* [Exercise aim] Transcribe the lines from the start of the data below through the line with "positive clicks: (81, 17) (81, 20)", word for word and nothing more.

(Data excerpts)
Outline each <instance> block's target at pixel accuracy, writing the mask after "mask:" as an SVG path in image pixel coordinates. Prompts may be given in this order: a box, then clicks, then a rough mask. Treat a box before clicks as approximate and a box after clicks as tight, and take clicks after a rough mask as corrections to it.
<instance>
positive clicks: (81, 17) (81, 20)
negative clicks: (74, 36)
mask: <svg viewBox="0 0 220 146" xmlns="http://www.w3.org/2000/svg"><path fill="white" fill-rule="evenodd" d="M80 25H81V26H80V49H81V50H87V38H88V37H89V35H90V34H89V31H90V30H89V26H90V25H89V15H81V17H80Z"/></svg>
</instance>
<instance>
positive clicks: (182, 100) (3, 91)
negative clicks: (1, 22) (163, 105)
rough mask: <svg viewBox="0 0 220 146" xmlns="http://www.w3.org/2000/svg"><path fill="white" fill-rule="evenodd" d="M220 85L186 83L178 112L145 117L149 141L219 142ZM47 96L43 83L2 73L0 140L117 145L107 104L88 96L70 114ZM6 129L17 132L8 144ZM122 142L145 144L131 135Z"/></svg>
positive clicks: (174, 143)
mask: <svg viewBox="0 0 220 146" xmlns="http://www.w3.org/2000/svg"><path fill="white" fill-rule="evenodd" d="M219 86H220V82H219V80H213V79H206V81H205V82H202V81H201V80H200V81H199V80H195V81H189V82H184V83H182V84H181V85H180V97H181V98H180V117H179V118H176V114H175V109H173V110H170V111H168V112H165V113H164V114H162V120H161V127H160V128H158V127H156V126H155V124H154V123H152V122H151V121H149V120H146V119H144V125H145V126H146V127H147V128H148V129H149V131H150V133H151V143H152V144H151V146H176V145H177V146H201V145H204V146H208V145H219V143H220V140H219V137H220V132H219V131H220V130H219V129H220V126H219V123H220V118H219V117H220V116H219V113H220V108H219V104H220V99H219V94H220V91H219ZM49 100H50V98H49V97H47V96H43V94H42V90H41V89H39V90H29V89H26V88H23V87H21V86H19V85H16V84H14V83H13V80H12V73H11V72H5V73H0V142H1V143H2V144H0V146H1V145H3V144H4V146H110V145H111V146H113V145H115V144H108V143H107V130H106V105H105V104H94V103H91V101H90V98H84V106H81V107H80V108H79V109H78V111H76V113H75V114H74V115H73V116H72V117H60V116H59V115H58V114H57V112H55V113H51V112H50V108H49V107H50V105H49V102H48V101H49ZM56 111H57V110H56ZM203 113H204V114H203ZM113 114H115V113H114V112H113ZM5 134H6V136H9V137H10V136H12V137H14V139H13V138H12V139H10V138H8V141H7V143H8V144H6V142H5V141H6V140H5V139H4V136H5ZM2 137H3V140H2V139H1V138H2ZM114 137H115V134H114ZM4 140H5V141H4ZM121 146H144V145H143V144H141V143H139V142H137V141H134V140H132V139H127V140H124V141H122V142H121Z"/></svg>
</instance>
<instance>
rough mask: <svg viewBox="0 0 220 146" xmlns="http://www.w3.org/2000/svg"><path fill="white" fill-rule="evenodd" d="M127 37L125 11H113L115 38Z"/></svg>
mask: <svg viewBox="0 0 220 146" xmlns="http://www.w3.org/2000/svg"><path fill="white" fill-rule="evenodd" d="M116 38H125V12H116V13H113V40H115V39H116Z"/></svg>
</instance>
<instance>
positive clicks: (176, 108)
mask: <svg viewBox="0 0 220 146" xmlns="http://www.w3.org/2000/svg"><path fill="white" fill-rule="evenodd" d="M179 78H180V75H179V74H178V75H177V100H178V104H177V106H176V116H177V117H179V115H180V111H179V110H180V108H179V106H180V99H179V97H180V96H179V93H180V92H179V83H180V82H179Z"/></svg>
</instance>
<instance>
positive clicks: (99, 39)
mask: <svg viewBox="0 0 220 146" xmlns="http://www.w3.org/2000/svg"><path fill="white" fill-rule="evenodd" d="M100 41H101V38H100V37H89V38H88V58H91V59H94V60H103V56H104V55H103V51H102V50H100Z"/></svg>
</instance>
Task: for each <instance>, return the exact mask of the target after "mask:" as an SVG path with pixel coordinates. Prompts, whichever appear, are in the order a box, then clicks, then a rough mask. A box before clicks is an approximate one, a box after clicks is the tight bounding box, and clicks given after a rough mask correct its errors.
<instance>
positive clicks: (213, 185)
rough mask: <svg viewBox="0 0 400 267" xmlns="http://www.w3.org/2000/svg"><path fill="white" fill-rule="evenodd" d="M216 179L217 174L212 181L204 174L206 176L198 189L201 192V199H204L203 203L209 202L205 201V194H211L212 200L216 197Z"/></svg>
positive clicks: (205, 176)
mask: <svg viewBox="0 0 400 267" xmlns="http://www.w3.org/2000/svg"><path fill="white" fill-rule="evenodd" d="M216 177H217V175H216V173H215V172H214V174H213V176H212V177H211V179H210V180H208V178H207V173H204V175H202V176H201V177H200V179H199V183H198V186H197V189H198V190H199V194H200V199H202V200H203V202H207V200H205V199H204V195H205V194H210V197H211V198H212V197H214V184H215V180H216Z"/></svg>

* [Solution to the problem]
Outline each <instance> block's target at pixel accuracy, writing the mask after "mask:" as an SVG path in image pixel coordinates. Prompts may be given in this order: a box, then clicks, then a rough mask. Treat a box before clicks as approximate and a box after clicks as tight, and take clicks after a rough mask as corrections to it.
<instance>
positive clicks: (81, 17) (81, 20)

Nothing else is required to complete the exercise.